■ What you will do:
Please return every line from the entries that has the string "tram" in it.

[Opening Supplied data section]

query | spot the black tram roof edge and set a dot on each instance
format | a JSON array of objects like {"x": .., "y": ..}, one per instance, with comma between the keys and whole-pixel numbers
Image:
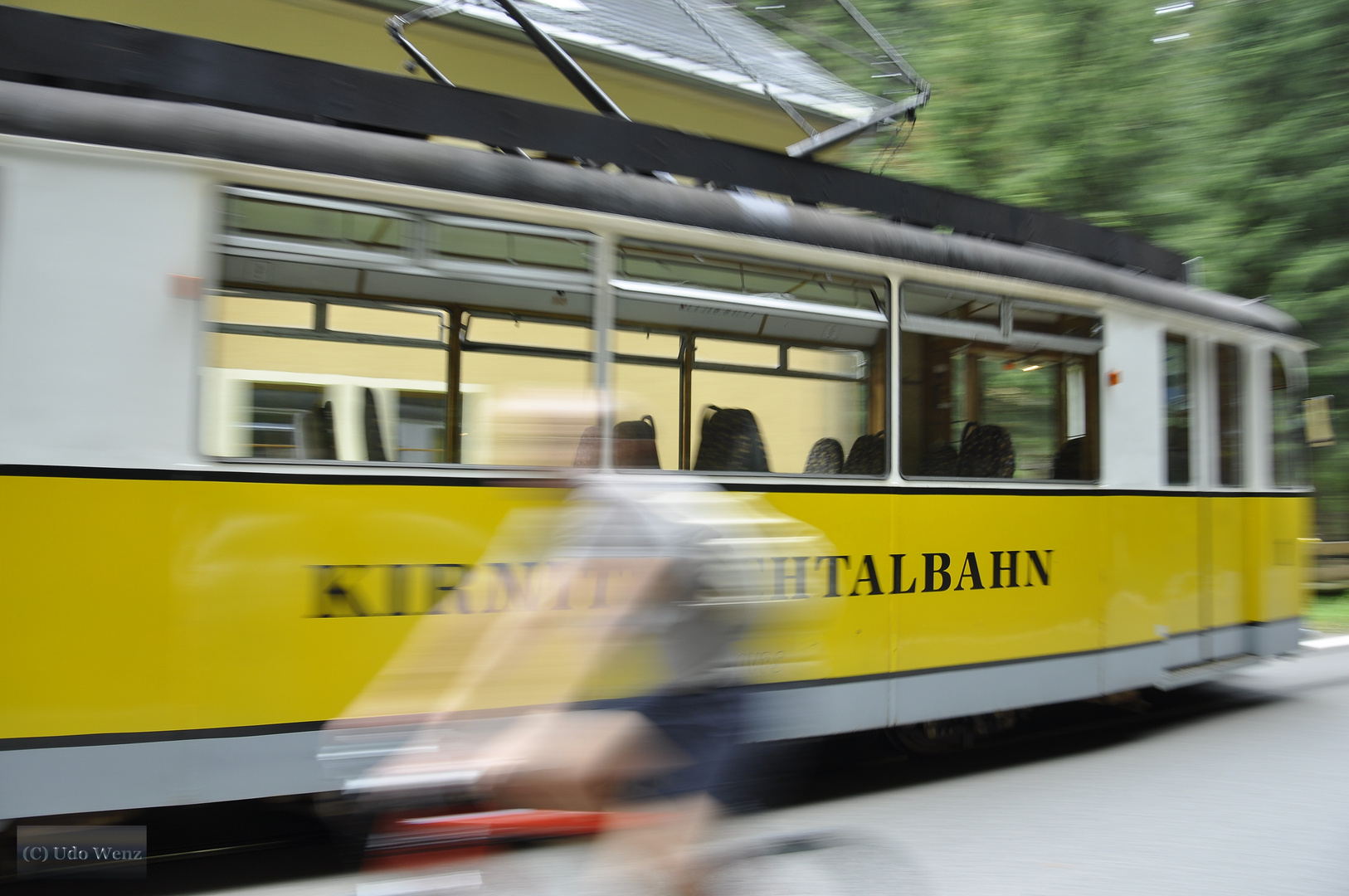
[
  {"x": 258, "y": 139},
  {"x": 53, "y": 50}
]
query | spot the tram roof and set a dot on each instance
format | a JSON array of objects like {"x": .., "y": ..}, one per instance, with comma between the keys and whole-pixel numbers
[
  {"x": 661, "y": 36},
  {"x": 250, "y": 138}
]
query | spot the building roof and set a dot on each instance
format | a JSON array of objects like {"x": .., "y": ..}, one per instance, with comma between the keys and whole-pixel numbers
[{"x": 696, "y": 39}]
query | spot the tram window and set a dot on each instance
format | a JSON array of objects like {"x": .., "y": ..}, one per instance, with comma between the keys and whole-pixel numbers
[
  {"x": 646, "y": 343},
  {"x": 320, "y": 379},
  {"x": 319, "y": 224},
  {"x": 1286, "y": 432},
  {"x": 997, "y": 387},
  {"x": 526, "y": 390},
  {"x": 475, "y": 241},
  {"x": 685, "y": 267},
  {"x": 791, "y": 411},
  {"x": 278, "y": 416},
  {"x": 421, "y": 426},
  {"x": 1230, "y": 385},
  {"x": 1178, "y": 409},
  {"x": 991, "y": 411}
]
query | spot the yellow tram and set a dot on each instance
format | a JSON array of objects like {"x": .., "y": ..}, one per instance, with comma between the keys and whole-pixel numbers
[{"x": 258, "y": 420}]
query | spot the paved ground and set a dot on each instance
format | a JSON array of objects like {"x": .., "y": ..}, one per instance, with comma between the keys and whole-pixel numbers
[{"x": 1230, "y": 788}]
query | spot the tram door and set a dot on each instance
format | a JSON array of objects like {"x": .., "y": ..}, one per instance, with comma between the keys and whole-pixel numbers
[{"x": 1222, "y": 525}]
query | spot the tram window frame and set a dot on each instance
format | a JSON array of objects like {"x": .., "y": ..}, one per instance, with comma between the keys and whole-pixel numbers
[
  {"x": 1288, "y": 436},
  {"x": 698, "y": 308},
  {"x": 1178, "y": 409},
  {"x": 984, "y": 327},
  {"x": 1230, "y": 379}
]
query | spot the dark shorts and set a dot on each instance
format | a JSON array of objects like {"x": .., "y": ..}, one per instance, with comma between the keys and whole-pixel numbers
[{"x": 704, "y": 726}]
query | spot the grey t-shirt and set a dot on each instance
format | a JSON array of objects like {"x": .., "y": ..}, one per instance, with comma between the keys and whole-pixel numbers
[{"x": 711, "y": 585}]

[Closing Supplied data section]

■ Solution to this exercise:
query | spot the black tram roof edge and set a dot on each instance
query | spot the tram roof and set a dot on each instance
query | spot the tram window and set a dot on each instance
query | spot the yellow tram and set a dot on each instance
query | spot the tram door and set a dot on each instance
query | spot the tram window frame and set a dot on each instance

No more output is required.